Task —
Your task is to repeat the records exactly from the line containing "Exercise. Pick out the police car wheel" onward, through the final line.

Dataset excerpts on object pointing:
..........

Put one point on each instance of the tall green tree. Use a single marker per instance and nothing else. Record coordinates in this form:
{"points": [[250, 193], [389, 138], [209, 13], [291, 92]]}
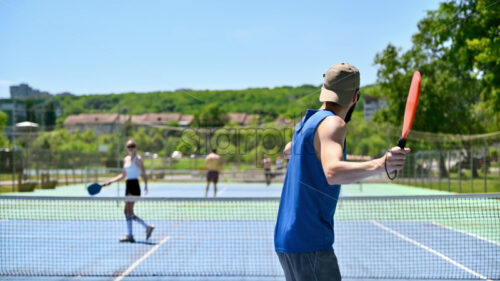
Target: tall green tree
{"points": [[456, 50], [4, 142]]}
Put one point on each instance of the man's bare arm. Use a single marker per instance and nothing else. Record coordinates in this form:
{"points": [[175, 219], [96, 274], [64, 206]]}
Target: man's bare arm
{"points": [[331, 134]]}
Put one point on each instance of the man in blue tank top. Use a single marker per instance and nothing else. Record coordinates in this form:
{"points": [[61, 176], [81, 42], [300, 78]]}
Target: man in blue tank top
{"points": [[304, 235]]}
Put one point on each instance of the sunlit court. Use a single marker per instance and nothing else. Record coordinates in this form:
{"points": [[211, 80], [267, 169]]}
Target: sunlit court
{"points": [[249, 140]]}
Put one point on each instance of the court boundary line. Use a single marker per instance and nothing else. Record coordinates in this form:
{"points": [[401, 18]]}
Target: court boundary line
{"points": [[139, 261], [466, 233], [429, 249], [222, 191]]}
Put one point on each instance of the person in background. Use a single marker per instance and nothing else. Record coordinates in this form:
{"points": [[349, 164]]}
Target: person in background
{"points": [[213, 167], [133, 167], [304, 233]]}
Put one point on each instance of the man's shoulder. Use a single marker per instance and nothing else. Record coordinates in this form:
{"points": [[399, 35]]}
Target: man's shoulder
{"points": [[331, 125]]}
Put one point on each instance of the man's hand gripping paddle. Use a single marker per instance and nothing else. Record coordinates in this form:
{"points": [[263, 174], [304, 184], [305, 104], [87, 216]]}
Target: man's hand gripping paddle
{"points": [[410, 110]]}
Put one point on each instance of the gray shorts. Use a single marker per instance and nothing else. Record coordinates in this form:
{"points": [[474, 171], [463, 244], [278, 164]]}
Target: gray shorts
{"points": [[313, 266]]}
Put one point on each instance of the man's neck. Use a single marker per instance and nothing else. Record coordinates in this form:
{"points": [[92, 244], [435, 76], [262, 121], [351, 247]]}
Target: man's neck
{"points": [[336, 109]]}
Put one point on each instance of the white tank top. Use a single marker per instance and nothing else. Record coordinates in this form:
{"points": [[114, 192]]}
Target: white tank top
{"points": [[133, 172]]}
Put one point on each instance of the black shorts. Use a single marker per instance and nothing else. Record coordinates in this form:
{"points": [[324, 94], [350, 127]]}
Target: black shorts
{"points": [[320, 266], [213, 176], [133, 188]]}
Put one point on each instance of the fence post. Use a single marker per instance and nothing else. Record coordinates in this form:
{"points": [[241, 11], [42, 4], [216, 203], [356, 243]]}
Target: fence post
{"points": [[471, 170], [460, 172]]}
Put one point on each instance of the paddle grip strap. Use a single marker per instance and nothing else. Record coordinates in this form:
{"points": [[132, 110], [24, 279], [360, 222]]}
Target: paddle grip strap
{"points": [[402, 143]]}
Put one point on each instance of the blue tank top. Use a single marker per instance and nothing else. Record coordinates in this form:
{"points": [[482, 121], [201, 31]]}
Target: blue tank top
{"points": [[308, 202]]}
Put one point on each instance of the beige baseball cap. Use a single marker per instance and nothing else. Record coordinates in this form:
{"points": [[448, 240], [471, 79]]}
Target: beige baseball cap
{"points": [[340, 85]]}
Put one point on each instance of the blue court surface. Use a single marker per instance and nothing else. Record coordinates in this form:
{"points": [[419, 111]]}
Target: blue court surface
{"points": [[177, 248], [190, 243]]}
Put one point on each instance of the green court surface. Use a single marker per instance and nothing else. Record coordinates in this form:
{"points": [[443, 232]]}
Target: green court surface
{"points": [[197, 189]]}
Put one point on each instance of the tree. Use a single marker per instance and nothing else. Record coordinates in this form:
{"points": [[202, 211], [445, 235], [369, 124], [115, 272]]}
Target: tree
{"points": [[4, 142]]}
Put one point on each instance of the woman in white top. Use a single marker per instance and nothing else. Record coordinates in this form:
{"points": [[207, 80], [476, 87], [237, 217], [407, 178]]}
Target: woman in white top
{"points": [[133, 167]]}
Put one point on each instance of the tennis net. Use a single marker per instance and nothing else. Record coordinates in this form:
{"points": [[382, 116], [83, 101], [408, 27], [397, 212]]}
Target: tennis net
{"points": [[419, 237]]}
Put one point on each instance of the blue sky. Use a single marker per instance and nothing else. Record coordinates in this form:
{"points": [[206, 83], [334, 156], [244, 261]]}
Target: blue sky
{"points": [[90, 47]]}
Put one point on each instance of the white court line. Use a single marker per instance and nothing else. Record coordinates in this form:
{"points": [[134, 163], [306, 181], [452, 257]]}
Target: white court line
{"points": [[431, 250], [470, 234], [132, 267]]}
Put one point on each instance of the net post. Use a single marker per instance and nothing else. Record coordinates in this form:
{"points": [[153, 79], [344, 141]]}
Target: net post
{"points": [[471, 170]]}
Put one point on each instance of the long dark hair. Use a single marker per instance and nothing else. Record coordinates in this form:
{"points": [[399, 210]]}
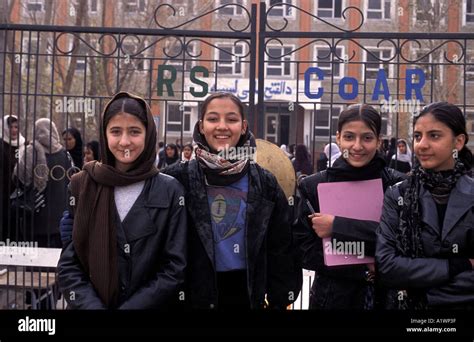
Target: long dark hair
{"points": [[451, 116], [229, 96], [361, 112]]}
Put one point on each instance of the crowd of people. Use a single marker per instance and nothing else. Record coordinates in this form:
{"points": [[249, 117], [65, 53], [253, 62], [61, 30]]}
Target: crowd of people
{"points": [[180, 226]]}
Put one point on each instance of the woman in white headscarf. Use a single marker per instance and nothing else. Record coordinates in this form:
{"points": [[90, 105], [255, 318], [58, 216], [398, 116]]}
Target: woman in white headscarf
{"points": [[11, 141], [46, 166], [335, 153], [402, 160]]}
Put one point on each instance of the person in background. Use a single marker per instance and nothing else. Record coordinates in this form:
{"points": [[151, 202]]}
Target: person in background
{"points": [[351, 286], [188, 152], [171, 156], [332, 152], [12, 141], [45, 165], [402, 160], [91, 151], [73, 142], [302, 161], [425, 242], [128, 248]]}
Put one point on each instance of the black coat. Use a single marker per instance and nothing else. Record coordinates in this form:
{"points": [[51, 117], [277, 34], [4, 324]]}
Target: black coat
{"points": [[272, 268], [454, 239], [338, 287], [151, 273]]}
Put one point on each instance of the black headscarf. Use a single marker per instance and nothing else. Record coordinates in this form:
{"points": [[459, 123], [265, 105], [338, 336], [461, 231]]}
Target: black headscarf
{"points": [[221, 176], [76, 152]]}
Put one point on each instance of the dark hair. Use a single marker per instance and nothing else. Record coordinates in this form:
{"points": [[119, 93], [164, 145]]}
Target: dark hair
{"points": [[361, 112], [126, 105], [229, 96], [93, 145], [10, 120], [451, 116]]}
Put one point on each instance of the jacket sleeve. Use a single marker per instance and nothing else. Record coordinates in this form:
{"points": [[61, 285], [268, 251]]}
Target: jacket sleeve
{"points": [[160, 291], [74, 284], [459, 290], [285, 275], [399, 271]]}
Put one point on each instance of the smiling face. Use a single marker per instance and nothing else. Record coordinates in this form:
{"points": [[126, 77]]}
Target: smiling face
{"points": [[358, 143], [126, 139], [222, 124], [187, 152], [434, 143]]}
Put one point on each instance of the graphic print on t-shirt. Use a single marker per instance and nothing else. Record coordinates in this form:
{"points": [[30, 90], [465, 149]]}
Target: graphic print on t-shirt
{"points": [[228, 210]]}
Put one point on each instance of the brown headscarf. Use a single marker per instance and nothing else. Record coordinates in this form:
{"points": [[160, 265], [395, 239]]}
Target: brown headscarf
{"points": [[94, 232]]}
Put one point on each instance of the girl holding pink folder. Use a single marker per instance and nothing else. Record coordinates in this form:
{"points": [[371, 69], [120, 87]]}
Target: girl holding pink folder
{"points": [[425, 244], [351, 286]]}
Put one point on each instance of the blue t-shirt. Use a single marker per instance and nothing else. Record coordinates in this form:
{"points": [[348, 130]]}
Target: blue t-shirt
{"points": [[228, 206]]}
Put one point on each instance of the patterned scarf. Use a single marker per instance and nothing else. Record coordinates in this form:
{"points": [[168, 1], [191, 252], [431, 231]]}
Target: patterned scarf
{"points": [[219, 170], [409, 241]]}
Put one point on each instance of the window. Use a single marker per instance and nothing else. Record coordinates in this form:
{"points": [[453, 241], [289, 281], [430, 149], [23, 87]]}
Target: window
{"points": [[178, 113], [279, 63], [131, 60], [280, 11], [323, 115], [231, 10], [375, 61], [329, 8], [323, 61], [30, 51], [423, 10], [81, 60], [34, 5], [229, 59], [93, 6], [378, 9], [428, 64], [132, 6], [174, 49], [469, 10], [470, 69]]}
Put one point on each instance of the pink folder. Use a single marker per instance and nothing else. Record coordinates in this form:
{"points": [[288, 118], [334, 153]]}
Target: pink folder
{"points": [[362, 200]]}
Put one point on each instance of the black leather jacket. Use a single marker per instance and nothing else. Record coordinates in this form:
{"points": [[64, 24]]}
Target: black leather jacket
{"points": [[152, 253], [339, 287], [272, 268], [454, 239]]}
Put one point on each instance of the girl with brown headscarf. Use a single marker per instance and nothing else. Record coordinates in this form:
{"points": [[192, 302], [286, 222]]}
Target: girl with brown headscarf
{"points": [[129, 235]]}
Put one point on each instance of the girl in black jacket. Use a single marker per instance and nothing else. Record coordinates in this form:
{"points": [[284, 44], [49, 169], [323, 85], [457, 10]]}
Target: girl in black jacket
{"points": [[240, 244], [425, 243], [344, 287]]}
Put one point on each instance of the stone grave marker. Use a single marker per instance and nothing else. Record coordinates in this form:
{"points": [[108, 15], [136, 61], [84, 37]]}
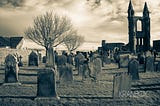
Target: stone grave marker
{"points": [[149, 64], [33, 59], [66, 73], [11, 69], [95, 67], [158, 67], [44, 59], [133, 69], [46, 83], [124, 60], [121, 85]]}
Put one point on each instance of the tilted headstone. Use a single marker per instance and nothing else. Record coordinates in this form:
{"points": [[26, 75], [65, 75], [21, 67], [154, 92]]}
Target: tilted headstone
{"points": [[121, 84], [11, 69], [133, 69], [46, 83], [33, 59], [66, 73], [124, 60], [149, 64]]}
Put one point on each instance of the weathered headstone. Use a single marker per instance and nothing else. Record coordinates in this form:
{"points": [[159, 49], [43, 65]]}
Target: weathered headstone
{"points": [[20, 63], [44, 59], [149, 64], [66, 73], [121, 84], [33, 59], [50, 60], [133, 69], [158, 67], [11, 69], [79, 59], [95, 67], [46, 83], [124, 60]]}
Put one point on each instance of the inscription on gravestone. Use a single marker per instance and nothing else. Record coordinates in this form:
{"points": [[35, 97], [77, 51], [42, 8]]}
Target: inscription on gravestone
{"points": [[66, 73], [121, 83], [123, 62], [11, 69], [133, 69], [46, 83], [149, 64], [33, 59]]}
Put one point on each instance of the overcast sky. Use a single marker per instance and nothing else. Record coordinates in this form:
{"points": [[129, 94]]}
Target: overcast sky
{"points": [[96, 21]]}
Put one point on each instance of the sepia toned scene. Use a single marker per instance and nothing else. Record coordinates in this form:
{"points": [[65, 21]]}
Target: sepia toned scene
{"points": [[79, 53]]}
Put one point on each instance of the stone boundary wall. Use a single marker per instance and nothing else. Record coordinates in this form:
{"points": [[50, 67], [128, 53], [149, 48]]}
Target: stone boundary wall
{"points": [[23, 52]]}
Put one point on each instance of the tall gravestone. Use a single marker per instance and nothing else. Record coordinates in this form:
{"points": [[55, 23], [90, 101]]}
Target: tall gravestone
{"points": [[46, 83], [121, 85], [95, 67], [133, 69], [149, 64], [11, 69], [33, 59], [66, 74], [46, 79], [158, 67]]}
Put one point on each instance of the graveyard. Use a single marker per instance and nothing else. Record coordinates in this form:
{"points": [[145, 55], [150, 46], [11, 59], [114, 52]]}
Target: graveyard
{"points": [[145, 91], [59, 71]]}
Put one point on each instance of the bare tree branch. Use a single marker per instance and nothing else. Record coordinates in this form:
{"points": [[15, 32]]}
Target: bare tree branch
{"points": [[50, 25], [73, 41]]}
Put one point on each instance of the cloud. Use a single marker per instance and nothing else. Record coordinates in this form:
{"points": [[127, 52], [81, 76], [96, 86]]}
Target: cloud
{"points": [[105, 20], [11, 3]]}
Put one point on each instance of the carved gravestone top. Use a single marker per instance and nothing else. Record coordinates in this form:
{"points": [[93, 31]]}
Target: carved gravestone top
{"points": [[11, 69], [133, 69], [33, 59]]}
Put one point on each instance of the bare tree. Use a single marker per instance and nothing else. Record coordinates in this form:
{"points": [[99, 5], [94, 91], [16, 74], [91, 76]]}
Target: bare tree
{"points": [[73, 41], [49, 28]]}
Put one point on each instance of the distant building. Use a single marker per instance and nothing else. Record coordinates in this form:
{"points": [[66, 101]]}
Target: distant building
{"points": [[156, 45], [139, 37], [11, 42], [110, 46]]}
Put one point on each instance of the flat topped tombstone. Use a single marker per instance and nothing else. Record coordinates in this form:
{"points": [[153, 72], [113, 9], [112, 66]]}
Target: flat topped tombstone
{"points": [[46, 83], [133, 69], [121, 84], [149, 64], [11, 69], [124, 60], [33, 59]]}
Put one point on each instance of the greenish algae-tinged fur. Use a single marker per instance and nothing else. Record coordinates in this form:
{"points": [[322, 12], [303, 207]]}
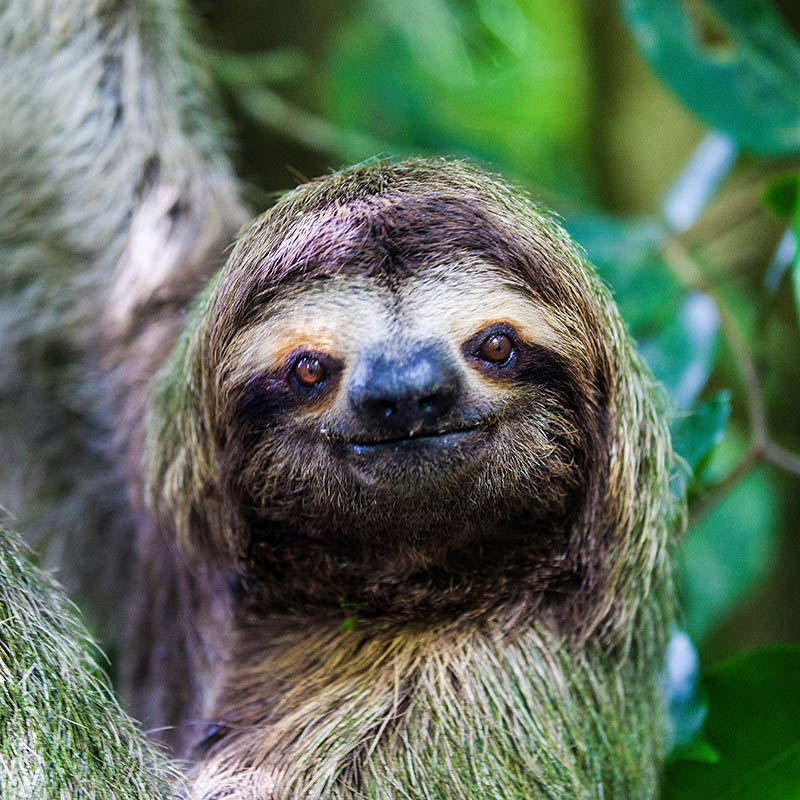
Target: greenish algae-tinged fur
{"points": [[63, 735], [507, 699]]}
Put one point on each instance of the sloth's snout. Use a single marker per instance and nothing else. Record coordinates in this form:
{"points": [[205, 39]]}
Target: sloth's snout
{"points": [[406, 394]]}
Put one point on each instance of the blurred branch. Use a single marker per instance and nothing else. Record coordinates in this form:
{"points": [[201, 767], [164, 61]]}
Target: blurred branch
{"points": [[761, 447], [269, 109]]}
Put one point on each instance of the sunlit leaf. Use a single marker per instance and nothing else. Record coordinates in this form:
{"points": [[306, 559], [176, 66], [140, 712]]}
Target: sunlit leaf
{"points": [[754, 728], [796, 262], [781, 194], [685, 701], [695, 434], [508, 85], [733, 62], [728, 553], [682, 354]]}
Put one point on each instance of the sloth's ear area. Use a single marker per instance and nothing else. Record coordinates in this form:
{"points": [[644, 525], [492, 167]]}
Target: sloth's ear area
{"points": [[180, 448]]}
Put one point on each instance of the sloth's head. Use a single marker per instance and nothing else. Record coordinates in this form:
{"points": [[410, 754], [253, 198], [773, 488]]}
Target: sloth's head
{"points": [[409, 358]]}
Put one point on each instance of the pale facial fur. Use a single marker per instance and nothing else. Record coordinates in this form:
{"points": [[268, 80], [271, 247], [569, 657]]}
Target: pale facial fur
{"points": [[348, 316]]}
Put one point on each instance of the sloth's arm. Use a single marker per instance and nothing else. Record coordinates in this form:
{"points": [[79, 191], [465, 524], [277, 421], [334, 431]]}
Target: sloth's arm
{"points": [[117, 200], [63, 733]]}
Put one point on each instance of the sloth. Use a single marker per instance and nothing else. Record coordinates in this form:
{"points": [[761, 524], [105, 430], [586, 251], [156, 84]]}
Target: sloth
{"points": [[421, 478]]}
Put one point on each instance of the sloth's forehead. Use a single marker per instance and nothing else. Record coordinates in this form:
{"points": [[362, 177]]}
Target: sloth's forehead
{"points": [[345, 314]]}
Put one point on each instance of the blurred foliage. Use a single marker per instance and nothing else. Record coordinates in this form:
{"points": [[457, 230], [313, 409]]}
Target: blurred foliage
{"points": [[751, 743], [706, 272]]}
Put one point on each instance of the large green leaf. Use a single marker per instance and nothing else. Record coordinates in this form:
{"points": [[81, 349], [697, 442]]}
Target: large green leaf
{"points": [[503, 81], [696, 434], [728, 553], [732, 61], [753, 725], [681, 355]]}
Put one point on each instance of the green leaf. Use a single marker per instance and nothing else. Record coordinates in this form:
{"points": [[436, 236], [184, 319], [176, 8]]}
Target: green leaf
{"points": [[501, 81], [626, 254], [753, 726], [681, 355], [732, 61], [695, 435], [796, 262], [782, 193], [729, 552]]}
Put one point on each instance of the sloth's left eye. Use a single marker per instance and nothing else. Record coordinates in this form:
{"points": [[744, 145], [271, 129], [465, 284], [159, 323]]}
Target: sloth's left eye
{"points": [[495, 348], [310, 371]]}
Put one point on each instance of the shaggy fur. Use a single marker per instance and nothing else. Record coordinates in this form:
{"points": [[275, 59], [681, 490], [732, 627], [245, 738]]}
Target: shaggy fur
{"points": [[507, 630], [310, 633], [116, 202], [63, 733]]}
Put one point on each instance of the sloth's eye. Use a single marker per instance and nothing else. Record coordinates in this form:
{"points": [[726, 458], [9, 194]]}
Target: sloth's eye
{"points": [[310, 371], [495, 348]]}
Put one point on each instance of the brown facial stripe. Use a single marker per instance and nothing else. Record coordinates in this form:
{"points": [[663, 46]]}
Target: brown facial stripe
{"points": [[528, 363], [267, 395]]}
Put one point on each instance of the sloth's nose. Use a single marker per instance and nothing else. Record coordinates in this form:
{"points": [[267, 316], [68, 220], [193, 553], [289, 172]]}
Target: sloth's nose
{"points": [[404, 394]]}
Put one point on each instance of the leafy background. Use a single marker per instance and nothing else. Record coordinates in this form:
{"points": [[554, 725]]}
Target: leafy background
{"points": [[667, 135]]}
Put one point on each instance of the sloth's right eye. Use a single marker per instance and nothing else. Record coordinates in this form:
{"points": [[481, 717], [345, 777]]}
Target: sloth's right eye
{"points": [[495, 348], [309, 371]]}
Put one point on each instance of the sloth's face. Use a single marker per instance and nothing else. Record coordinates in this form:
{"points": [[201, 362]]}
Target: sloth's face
{"points": [[444, 390]]}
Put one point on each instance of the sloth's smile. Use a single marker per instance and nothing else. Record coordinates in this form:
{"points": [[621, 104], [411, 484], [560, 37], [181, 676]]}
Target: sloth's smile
{"points": [[446, 438]]}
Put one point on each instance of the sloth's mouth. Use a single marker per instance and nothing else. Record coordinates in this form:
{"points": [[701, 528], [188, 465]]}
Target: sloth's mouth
{"points": [[446, 437]]}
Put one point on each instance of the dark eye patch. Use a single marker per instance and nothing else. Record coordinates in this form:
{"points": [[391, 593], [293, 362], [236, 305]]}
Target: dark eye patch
{"points": [[525, 362], [269, 394]]}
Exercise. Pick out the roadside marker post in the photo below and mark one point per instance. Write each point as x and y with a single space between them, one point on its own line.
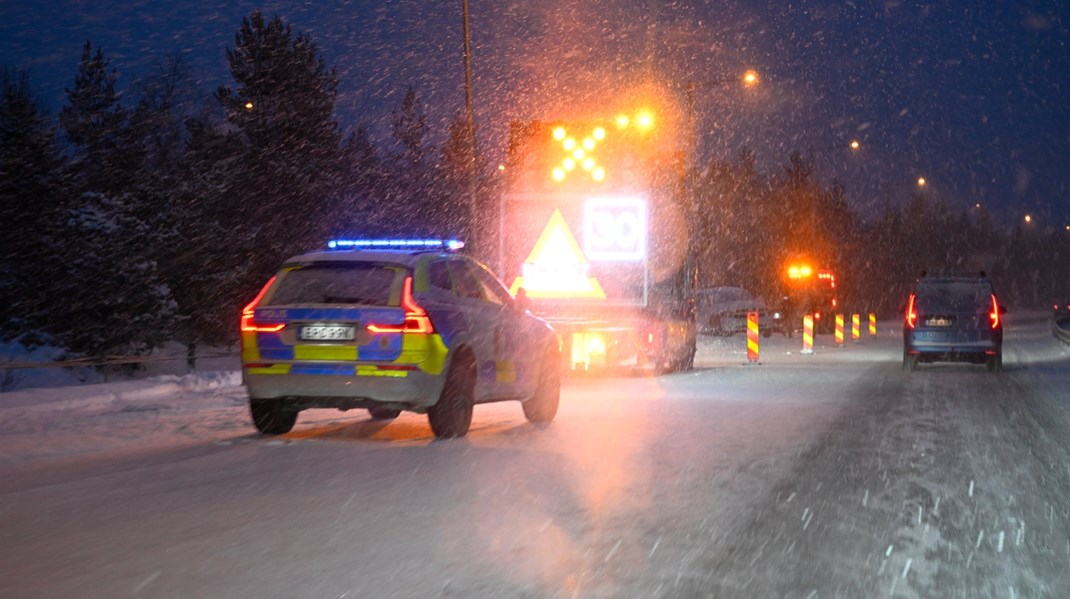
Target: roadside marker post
807 334
752 337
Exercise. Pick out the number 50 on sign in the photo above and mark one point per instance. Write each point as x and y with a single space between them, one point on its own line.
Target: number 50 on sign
614 229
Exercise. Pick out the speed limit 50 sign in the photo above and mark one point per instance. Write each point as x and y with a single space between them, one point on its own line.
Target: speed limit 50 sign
614 229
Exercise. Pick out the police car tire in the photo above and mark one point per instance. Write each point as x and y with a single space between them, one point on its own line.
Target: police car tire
994 363
910 363
271 417
381 413
543 405
452 415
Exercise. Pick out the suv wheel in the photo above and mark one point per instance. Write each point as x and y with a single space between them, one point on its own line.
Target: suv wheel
910 363
543 405
452 415
994 363
381 413
271 416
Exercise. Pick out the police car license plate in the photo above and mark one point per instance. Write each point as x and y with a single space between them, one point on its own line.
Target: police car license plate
327 333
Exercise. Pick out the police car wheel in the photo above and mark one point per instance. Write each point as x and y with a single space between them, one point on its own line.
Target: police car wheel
994 363
452 415
543 405
910 363
271 417
380 413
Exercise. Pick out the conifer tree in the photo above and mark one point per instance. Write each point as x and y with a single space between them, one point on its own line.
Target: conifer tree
31 198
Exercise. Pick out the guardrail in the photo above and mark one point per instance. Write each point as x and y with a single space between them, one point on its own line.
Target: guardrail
1060 328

..........

Result for this exercise —
Exercise. Pick out the police car wheel in the photo above and mark one point per instance. Write each point as x and y with a single space between them, one point on its own line.
Target: police car wheel
994 363
452 415
543 405
910 363
271 417
380 413
Exercise. Pick out the conifer tree in the photo above and mark one point per instance. Write each point as x and y with a single space between them, one point on its own line.
Target: conifer tree
31 198
Exercise. Pick out the guardrail in the photo above and mark one point per instance. Write each point as x and y with a single space between them, one point on its own line.
Target: guardrail
1060 328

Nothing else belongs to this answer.